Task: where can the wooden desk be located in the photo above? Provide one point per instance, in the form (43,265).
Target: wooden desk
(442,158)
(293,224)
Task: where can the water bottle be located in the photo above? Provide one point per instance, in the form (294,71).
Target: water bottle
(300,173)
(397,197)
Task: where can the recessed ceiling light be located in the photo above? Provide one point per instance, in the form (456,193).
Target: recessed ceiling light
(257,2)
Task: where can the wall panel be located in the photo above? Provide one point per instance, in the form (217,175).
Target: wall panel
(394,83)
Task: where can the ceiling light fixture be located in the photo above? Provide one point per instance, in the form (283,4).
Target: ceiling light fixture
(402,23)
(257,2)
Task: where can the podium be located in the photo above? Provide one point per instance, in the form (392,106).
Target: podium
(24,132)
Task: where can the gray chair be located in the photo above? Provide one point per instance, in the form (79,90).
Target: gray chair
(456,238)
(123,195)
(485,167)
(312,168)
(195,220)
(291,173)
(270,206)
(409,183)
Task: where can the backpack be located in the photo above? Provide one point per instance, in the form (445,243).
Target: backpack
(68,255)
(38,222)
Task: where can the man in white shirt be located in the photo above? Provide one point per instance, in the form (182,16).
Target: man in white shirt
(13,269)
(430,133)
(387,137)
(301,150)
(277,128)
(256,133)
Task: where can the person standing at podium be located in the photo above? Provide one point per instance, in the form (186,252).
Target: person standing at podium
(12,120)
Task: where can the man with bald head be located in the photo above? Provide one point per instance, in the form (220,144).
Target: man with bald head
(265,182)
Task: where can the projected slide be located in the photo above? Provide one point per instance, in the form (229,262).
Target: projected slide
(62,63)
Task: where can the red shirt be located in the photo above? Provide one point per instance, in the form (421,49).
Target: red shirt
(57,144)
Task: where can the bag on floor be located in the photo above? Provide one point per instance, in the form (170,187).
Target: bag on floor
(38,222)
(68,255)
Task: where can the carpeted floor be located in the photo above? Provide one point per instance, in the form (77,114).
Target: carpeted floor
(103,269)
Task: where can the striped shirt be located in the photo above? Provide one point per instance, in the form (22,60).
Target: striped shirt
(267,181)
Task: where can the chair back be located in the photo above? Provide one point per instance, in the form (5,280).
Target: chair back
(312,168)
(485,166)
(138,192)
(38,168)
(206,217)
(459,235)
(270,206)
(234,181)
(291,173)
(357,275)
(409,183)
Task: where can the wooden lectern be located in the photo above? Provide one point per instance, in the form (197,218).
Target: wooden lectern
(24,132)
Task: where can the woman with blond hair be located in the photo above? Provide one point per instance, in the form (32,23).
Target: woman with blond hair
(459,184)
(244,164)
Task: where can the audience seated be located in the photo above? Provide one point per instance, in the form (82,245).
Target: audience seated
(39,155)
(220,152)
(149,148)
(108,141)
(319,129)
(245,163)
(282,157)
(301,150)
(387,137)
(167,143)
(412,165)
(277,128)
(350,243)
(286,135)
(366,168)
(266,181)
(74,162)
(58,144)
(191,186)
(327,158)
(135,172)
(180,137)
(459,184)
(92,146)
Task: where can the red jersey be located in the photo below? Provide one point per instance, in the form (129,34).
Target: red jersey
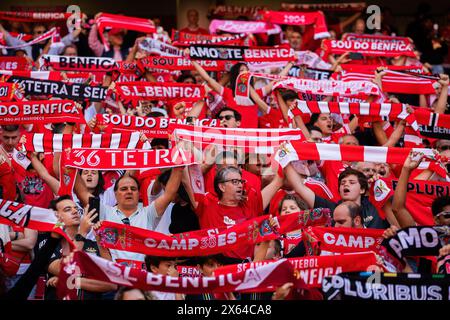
(212,214)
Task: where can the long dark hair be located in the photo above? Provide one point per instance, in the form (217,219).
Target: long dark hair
(100,188)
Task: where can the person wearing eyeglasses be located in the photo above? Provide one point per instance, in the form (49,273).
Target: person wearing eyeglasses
(234,204)
(229,118)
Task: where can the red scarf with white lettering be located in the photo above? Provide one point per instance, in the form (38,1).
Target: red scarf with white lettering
(151,127)
(14,63)
(205,242)
(373,48)
(312,270)
(317,19)
(47,35)
(346,240)
(106,20)
(42,111)
(57,142)
(262,279)
(390,110)
(420,195)
(135,91)
(34,16)
(179,63)
(295,150)
(352,6)
(261,141)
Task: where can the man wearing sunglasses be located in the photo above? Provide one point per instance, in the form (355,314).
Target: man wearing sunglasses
(229,118)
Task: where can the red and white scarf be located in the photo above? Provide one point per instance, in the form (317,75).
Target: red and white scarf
(419,197)
(34,16)
(248,54)
(299,19)
(312,270)
(42,111)
(179,63)
(355,89)
(160,91)
(261,141)
(154,46)
(237,26)
(106,20)
(58,142)
(390,110)
(180,38)
(375,48)
(294,151)
(261,279)
(394,81)
(47,35)
(151,127)
(352,6)
(14,63)
(126,159)
(205,242)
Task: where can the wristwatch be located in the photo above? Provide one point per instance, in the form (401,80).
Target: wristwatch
(79,237)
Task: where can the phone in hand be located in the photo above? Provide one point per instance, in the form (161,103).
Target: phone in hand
(355,56)
(94,203)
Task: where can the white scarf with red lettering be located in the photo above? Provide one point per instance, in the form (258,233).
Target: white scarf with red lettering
(105,20)
(299,19)
(260,141)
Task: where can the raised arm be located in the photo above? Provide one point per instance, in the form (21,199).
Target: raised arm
(402,215)
(296,181)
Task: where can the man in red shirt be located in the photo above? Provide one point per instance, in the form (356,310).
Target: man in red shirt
(193,26)
(234,204)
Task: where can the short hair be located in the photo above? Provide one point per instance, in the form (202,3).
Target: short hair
(156,260)
(362,179)
(116,185)
(353,208)
(55,202)
(10,128)
(301,204)
(221,176)
(237,115)
(439,203)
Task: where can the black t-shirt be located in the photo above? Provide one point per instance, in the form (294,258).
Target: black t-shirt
(370,216)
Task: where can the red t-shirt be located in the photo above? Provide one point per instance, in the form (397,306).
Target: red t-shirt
(253,181)
(249,113)
(212,214)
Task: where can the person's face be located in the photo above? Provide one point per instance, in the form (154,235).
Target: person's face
(10,140)
(127,193)
(368,168)
(360,26)
(192,17)
(116,40)
(70,52)
(165,268)
(133,294)
(232,190)
(350,141)
(442,220)
(289,206)
(343,219)
(208,268)
(324,123)
(227,119)
(90,178)
(67,212)
(350,189)
(315,136)
(295,40)
(38,31)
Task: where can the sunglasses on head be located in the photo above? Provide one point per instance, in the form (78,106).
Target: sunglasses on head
(227,117)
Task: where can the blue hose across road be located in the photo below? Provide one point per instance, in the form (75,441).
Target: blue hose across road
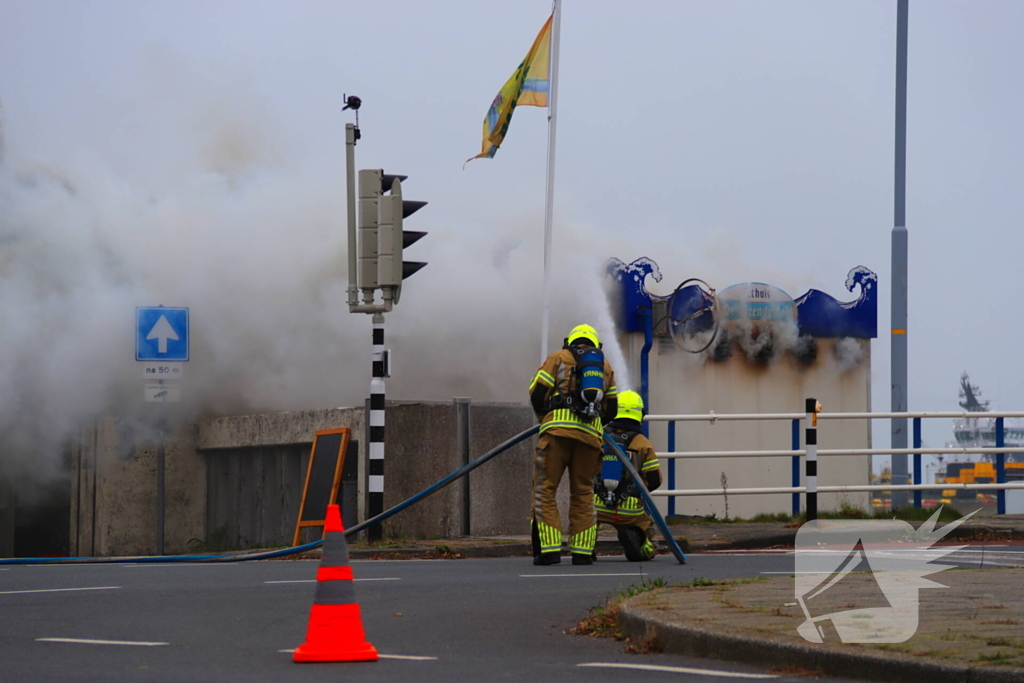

==========

Could you render every line of the rows above as a Markdown table with two columns, No. and Line, numbering the lines in order, skipping blank lines, and leaving the pictures out?

| No. | Line |
|---|---|
| 1 | Task: where can the wooden desk be located in the photo above? Provide one point per instance, in the form (43,265). |
| 2 | Target: wooden desk |
| 3 | (442,158) |
| 4 | (293,224) |
| 5 | Task: where can the water bottle be located in the photo above? Provide one point per instance, in the form (294,71). |
| 6 | Target: water bottle |
| 7 | (300,173) |
| 8 | (397,197) |
| 9 | Task: where can the recessed ceiling light be located in the photo above? Provide one point per instance, in the form (456,193). |
| 10 | Target: recessed ceiling light |
| 11 | (257,2) |
| 12 | Task: where can the wall panel be located in the photo above? Provide one point per instance, in the form (217,175). |
| 13 | Target: wall panel |
| 14 | (394,83) |
| 15 | Task: where can the ceiling light fixture be located in the photo above? Provide one point per instance, in the form (283,4). |
| 16 | Target: ceiling light fixture |
| 17 | (402,23) |
| 18 | (257,2) |
| 19 | Task: where can the podium be located in the photo above? Provide one point per instance, in the form (392,106). |
| 20 | Target: podium |
| 21 | (24,132) |
| 22 | Task: where can the gray chair be located in the photo above? Provide one point per instance, in the form (79,90). |
| 23 | Target: gray chair |
| 24 | (456,238) |
| 25 | (123,195) |
| 26 | (485,167) |
| 27 | (312,168) |
| 28 | (195,220) |
| 29 | (291,173) |
| 30 | (270,206) |
| 31 | (409,183) |
| 32 | Task: where can the backpack be located in the photo above? Provide one point per instance, in the form (445,243). |
| 33 | Target: backpack |
| 34 | (68,255) |
| 35 | (38,222) |
| 36 | Task: where can the man in white shirt be located in the photo above? Provide one point per instance, in the form (182,16). |
| 37 | Target: man in white shirt |
| 38 | (13,269) |
| 39 | (430,133) |
| 40 | (387,137) |
| 41 | (301,150) |
| 42 | (277,128) |
| 43 | (256,133) |
| 44 | Task: where can the person standing at podium be located in the photo above? Provide one point per instance, in the form (186,252). |
| 45 | Target: person standing at podium |
| 46 | (12,120) |
| 47 | Task: where can the man with bald head be located in the photo above? Provide one point per instance, in the form (220,144). |
| 48 | Target: man with bald head |
| 49 | (265,182) |
| 50 | Task: where can the projected slide be located in the photo above? Provide one point per instance, in the form (229,262). |
| 51 | Target: projected slide |
| 52 | (62,63) |
| 53 | Task: where can the red shirt be located in the photo above? Provide one point per instance, in the form (421,49). |
| 54 | Target: red shirt |
| 55 | (57,144) |
| 56 | Task: where can the bag on floor be located in the photo above? Provide one point per instance, in the form (170,187). |
| 57 | Target: bag on floor |
| 58 | (38,222) |
| 59 | (68,255) |
| 60 | Task: where can the carpeted floor be located in the photo above? Provide one point per instance, in the form (77,114). |
| 61 | Target: carpeted floor |
| 62 | (103,269) |
| 63 | Task: where can the striped shirt be located in the photo above? Provide one point per instance, in the form (22,60). |
| 64 | Target: striped shirt |
| 65 | (267,181) |
| 66 | Task: where can the chair back be located in the photo above? Provide one point per instance, in the form (5,280). |
| 67 | Target: chair back |
| 68 | (312,168) |
| 69 | (485,166) |
| 70 | (138,192) |
| 71 | (38,168) |
| 72 | (206,217) |
| 73 | (459,235) |
| 74 | (270,206) |
| 75 | (234,181) |
| 76 | (291,173) |
| 77 | (357,275) |
| 78 | (409,183) |
| 79 | Task: where can the wooden lectern be located in the photo above? Provide one point per instance, in the form (197,218). |
| 80 | Target: wooden lectern |
| 81 | (24,132) |
| 82 | Task: where can the woman with blond hair be located in the photo above? Provide one point per instance, in the form (32,23). |
| 83 | Target: woman with blond hair |
| 84 | (459,184) |
| 85 | (244,164) |
| 86 | Task: where can the audience seated be located in the photo above? Provide one point per instance, in the form (82,245). |
| 87 | Target: audience seated |
| 88 | (39,155) |
| 89 | (220,152) |
| 90 | (149,148) |
| 91 | (108,141) |
| 92 | (319,129) |
| 93 | (245,163) |
| 94 | (282,157) |
| 95 | (301,150) |
| 96 | (387,137) |
| 97 | (167,143) |
| 98 | (412,165) |
| 99 | (277,128) |
| 100 | (350,243) |
| 101 | (286,135) |
| 102 | (366,168) |
| 103 | (266,181) |
| 104 | (74,162) |
| 105 | (58,144) |
| 106 | (191,186) |
| 107 | (327,158) |
| 108 | (135,172) |
| 109 | (180,137) |
| 110 | (459,184) |
| 111 | (92,146) |
| 112 | Task: where can the red jersey be located in the photo below? Provide one point per instance, in the form (129,34). |
| 113 | Target: red jersey |
| 114 | (212,214) |
| 115 | Task: where can the long dark hair be located in the photo above? Provide one point per instance, in the form (217,219). |
| 116 | Target: long dark hair |
| 117 | (100,188) |
| 118 | Task: where can the person wearing eyeglasses be located in the photo above? Provide one point per instance, in the form (49,273). |
| 119 | Target: person wearing eyeglasses |
| 120 | (234,204) |
| 121 | (229,118) |
| 122 | Task: where can the red scarf with white lettering be located in the photo above? Provide one point per instance, in the form (38,1). |
| 123 | Target: red scarf with white lettering |
| 124 | (151,127) |
| 125 | (14,63) |
| 126 | (205,242) |
| 127 | (373,48) |
| 128 | (312,270) |
| 129 | (317,19) |
| 130 | (47,35) |
| 131 | (346,240) |
| 132 | (106,20) |
| 133 | (42,111) |
| 134 | (57,142) |
| 135 | (262,279) |
| 136 | (390,110) |
| 137 | (420,195) |
| 138 | (135,91) |
| 139 | (34,16) |
| 140 | (179,63) |
| 141 | (295,150) |
| 142 | (352,6) |
| 143 | (261,141) |
| 144 | Task: where can the man wearing sunglasses be located in the photo above? Provide one point per instance, in the form (355,314). |
| 145 | Target: man wearing sunglasses |
| 146 | (229,118) |
| 147 | Task: where can the red and white scarf be located in the photo above? Provide one point per instance, in the form (317,75). |
| 148 | Target: red and white scarf |
| 149 | (419,197) |
| 150 | (34,16) |
| 151 | (248,54) |
| 152 | (299,19) |
| 153 | (312,270) |
| 154 | (42,111) |
| 155 | (179,63) |
| 156 | (355,89) |
| 157 | (160,91) |
| 158 | (261,141) |
| 159 | (154,46) |
| 160 | (237,26) |
| 161 | (106,20) |
| 162 | (58,142) |
| 163 | (390,110) |
| 164 | (180,38) |
| 165 | (375,48) |
| 166 | (294,151) |
| 167 | (261,279) |
| 168 | (394,81) |
| 169 | (47,35) |
| 170 | (151,127) |
| 171 | (352,6) |
| 172 | (14,63) |
| 173 | (126,159) |
| 174 | (205,242) |
| 175 | Task: where can the wristwatch be located in the photo above? Provide one point per instance, in the form (401,80). |
| 176 | Target: wristwatch |
| 177 | (79,237) |
| 178 | Task: where can the phone in hand be located in the photo above? Provide one point per instance, in the form (161,103). |
| 179 | Target: phone in hand |
| 180 | (355,56) |
| 181 | (94,203) |
| 182 | Task: where can the white scarf with red lettering be located in the photo above? Provide one point per instance, in the form (258,233). |
| 183 | Target: white scarf with red lettering |
| 184 | (105,20) |
| 185 | (299,19) |
| 186 | (260,141) |
| 187 | Task: where can the raised arm be located in the photo above? Provide one point per instance, in the form (21,199). |
| 188 | Target: raised arm |
| 189 | (402,215) |
| 190 | (296,181) |
| 191 | Task: where can the man in red shirt be located in the photo above? Provide one point per instance, in the form (356,310). |
| 192 | Target: man in red shirt |
| 193 | (193,26) |
| 194 | (234,204) |
| 195 | Task: where can the short hair be located in the photo above? Provide one point per instance, in the form (202,3). |
| 196 | Target: short hair |
| 197 | (156,260) |
| 198 | (362,179) |
| 199 | (116,185) |
| 200 | (353,208) |
| 201 | (55,202) |
| 202 | (10,128) |
| 203 | (301,204) |
| 204 | (221,176) |
| 205 | (237,115) |
| 206 | (439,203) |
| 207 | Task: where can the black t-shirt be located in the photo above? Provide one point per instance, in the form (294,258). |
| 208 | Target: black t-shirt |
| 209 | (370,216) |
| 210 | Task: where can the red t-shirt be located in the photo above? Provide one point per instance, in the form (397,306). |
| 211 | Target: red t-shirt |
| 212 | (253,181) |
| 213 | (249,113) |
| 214 | (212,214) |
| 215 | Task: where can the person's face be located in the photo above? Provide one point per instance, in the form (154,235). |
| 216 | Target: person's face |
| 217 | (10,140) |
| 218 | (127,193) |
| 219 | (368,168) |
| 220 | (360,26) |
| 221 | (192,17) |
| 222 | (116,40) |
| 223 | (70,52) |
| 224 | (165,268) |
| 225 | (133,294) |
| 226 | (232,190) |
| 227 | (350,141) |
| 228 | (442,220) |
| 229 | (289,206) |
| 230 | (343,219) |
| 231 | (208,268) |
| 232 | (324,123) |
| 233 | (227,119) |
| 234 | (90,178) |
| 235 | (67,212) |
| 236 | (350,189) |
| 237 | (315,136) |
| 238 | (295,40) |
| 239 | (38,31) |
| 240 | Task: where can the sunglasses on head be located in the photo above? Provide one point per instance, in the form (78,106). |
| 241 | Target: sunglasses on head |
| 242 | (227,117) |
| 243 | Task: where can the blue hose across road be located in the photo below? Provide one point per instance, in the form (75,441). |
| 244 | Target: blue hose across road |